Direction:
Could you rewrite the lines of the items below as a numbered list, from the line containing "Would you please place a dot on the table lamp" through the line containing "point(330, 441)", both included, leaving out any blank lines?

_ _ _

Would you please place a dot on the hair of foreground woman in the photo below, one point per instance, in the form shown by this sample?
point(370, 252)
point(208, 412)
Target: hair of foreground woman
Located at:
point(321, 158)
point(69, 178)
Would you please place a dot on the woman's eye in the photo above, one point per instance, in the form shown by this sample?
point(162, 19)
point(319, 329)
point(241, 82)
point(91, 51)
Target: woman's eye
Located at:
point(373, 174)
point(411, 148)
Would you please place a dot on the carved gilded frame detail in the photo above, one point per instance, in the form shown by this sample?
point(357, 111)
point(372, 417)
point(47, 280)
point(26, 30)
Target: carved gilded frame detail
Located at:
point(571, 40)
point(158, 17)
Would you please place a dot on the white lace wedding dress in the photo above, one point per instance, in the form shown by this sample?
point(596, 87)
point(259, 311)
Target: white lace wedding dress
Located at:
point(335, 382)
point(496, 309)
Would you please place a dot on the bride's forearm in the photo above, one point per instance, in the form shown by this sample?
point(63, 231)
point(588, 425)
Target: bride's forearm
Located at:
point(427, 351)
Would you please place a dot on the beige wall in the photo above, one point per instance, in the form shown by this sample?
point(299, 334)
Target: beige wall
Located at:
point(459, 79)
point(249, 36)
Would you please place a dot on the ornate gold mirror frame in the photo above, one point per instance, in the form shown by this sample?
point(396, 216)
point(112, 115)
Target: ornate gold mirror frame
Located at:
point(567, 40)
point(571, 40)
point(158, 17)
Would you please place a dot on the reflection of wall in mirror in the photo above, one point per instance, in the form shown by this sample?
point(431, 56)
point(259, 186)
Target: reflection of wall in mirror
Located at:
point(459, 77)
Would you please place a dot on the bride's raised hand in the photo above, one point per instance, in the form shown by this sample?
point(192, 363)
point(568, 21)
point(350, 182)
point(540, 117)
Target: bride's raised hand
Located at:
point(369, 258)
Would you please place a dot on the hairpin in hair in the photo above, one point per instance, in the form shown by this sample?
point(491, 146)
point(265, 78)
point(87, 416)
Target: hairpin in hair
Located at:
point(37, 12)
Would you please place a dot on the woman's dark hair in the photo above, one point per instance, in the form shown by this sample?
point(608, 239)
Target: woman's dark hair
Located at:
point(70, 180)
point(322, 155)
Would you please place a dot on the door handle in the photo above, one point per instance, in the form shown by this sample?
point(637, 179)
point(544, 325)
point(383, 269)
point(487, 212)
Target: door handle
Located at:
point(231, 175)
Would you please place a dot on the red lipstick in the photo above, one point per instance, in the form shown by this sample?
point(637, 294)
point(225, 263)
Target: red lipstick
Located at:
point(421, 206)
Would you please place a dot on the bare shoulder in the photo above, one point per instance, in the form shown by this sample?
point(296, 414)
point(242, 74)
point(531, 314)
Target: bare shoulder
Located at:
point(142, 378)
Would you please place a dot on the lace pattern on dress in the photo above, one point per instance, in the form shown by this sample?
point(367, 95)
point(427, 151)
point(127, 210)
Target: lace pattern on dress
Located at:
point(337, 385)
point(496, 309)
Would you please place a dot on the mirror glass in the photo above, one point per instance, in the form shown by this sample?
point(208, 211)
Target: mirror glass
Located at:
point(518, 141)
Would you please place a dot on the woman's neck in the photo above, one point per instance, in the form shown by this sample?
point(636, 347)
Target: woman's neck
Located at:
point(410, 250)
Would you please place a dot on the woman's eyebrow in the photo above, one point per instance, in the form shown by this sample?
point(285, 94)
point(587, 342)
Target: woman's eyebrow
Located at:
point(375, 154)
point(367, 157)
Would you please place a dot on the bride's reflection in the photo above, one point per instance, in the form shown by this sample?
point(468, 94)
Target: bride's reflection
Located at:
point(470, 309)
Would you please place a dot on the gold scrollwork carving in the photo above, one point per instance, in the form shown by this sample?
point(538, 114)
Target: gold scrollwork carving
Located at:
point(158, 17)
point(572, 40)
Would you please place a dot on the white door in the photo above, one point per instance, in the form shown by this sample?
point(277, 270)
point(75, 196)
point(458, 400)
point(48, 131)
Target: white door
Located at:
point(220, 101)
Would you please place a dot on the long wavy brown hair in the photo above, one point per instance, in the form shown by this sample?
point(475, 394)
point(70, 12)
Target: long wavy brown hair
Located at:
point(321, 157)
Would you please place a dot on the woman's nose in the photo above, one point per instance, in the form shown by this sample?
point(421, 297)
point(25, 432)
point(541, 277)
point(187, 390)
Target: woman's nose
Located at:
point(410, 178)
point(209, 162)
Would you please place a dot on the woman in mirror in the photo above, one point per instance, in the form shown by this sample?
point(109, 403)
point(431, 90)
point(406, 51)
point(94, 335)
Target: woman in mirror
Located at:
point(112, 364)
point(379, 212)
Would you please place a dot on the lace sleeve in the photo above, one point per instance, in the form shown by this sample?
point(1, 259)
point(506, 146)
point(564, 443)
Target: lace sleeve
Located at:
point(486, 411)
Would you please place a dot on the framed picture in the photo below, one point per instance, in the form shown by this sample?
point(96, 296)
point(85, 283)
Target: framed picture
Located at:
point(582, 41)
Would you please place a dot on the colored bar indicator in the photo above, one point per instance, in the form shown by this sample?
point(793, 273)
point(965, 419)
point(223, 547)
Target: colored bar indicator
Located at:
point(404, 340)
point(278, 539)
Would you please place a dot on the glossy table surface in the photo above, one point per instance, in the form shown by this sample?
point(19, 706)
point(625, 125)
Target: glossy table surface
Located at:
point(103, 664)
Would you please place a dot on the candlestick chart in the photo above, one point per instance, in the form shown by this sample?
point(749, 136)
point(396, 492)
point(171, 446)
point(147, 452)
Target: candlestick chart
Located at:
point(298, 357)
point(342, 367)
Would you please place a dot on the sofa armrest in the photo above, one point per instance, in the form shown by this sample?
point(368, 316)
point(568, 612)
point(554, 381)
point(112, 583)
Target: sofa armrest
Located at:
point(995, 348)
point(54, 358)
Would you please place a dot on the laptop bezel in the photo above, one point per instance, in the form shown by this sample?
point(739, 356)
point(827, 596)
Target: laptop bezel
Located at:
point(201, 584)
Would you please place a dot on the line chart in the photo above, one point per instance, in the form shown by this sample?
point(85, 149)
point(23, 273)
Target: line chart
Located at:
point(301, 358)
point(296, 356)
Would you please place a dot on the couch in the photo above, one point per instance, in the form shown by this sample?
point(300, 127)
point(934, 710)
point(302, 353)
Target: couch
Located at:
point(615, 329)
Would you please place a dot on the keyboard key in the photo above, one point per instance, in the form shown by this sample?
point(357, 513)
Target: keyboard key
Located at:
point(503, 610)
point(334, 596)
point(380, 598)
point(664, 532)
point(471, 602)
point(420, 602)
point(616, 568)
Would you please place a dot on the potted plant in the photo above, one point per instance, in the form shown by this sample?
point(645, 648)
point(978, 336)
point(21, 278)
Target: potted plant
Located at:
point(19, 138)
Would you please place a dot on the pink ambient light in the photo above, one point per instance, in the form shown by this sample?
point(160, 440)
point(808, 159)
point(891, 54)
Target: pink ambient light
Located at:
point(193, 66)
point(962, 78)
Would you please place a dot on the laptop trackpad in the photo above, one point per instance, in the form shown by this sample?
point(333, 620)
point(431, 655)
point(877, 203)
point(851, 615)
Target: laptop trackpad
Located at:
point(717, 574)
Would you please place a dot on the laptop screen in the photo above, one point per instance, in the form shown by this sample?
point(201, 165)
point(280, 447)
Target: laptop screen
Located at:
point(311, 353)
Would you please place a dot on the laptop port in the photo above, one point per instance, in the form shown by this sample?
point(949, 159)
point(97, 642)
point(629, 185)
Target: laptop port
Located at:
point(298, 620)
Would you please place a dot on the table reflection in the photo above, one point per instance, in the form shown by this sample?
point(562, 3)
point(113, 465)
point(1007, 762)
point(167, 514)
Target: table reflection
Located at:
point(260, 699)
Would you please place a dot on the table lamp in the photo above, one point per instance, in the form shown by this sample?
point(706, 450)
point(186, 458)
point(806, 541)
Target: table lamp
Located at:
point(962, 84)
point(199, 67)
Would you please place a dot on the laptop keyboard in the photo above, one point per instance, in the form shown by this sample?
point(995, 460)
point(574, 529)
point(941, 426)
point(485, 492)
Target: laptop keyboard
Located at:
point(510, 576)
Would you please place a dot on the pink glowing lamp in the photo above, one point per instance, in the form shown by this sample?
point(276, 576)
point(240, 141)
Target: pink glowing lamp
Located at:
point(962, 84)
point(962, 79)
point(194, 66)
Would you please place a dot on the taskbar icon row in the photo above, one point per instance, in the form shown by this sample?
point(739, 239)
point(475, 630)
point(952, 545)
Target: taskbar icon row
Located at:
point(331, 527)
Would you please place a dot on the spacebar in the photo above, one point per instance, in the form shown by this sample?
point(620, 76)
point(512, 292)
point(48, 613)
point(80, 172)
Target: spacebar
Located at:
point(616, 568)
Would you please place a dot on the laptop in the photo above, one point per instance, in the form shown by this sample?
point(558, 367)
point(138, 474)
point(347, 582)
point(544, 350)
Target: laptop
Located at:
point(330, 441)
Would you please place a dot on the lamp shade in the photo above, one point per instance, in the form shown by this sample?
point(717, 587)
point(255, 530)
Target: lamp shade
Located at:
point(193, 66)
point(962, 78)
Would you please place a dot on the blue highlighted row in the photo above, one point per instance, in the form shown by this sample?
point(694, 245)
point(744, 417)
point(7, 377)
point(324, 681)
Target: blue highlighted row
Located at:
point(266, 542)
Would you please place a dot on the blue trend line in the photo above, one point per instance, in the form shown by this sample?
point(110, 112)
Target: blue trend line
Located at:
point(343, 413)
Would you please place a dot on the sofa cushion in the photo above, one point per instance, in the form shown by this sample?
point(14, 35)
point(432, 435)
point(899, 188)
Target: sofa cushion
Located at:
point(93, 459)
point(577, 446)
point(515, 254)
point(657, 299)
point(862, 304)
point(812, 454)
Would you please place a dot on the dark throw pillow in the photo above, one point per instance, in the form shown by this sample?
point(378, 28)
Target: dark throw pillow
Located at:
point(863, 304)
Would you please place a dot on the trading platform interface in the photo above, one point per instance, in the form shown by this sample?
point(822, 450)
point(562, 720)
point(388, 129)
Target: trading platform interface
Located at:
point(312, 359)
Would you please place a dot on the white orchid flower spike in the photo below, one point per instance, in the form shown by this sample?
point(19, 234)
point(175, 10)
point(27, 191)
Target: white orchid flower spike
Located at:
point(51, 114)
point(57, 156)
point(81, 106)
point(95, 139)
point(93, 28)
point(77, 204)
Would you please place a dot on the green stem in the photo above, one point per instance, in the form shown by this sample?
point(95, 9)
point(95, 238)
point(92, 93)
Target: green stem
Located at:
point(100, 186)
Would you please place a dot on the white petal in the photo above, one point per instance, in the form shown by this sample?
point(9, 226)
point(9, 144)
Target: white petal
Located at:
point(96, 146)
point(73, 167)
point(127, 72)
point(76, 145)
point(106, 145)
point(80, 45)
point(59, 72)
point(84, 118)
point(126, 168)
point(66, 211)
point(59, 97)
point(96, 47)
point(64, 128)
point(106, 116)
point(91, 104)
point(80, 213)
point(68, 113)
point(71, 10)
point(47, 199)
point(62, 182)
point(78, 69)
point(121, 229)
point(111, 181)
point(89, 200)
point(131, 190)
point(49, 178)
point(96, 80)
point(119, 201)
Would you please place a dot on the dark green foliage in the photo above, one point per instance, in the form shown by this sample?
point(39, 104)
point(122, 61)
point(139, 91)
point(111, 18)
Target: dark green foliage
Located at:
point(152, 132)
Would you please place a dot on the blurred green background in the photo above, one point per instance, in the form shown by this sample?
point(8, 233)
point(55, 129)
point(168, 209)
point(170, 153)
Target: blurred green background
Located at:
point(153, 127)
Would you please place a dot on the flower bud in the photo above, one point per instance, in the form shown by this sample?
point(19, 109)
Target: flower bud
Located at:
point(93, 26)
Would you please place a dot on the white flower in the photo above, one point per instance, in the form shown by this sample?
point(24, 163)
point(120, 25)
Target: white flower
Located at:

_ _ _

Finished task:
1. Would you please place a dot on the table lamp in the photo above, one point per instance, in the form shown by this sample?
2. point(706, 450)
3. point(186, 458)
4. point(806, 541)
5. Target: table lamp
6. Located at:
7. point(962, 84)
8. point(199, 67)
9. Would you please place a dot on the laptop keyboard in the photo above, one point per instance, in the form shown by this sample?
10. point(995, 460)
11. point(574, 529)
12. point(941, 426)
13. point(485, 492)
14. Target: laptop keyboard
15. Located at:
16. point(510, 576)
17. Would you please place a dot on the pink glowing lamp in the photo above, one point per instance, in the form shown by this sample?
18. point(276, 576)
19. point(240, 141)
20. Target: pink glowing lamp
21. Located at:
22. point(962, 84)
23. point(962, 79)
24. point(194, 66)
25. Would you please place a dot on the taskbar icon row in the photo above, one point per instance, in the form shown by this sample?
26. point(739, 239)
27. point(475, 630)
28. point(952, 545)
29. Target: taskbar icon row
30. Located at:
31. point(331, 527)
32. Would you please place a dot on the spacebar in the photo above, one point per instance, in the form shown by this sample?
33. point(620, 76)
34. point(512, 292)
35. point(48, 613)
36. point(80, 172)
37. Target: spacebar
38. Located at:
39. point(616, 568)
40. Would you please place a dot on the laptop in the photo above, one point per instance, in the form shown by this sample?
41. point(558, 367)
42. point(138, 474)
43. point(347, 582)
44. point(544, 350)
45. Target: laptop
46. Located at:
47. point(330, 441)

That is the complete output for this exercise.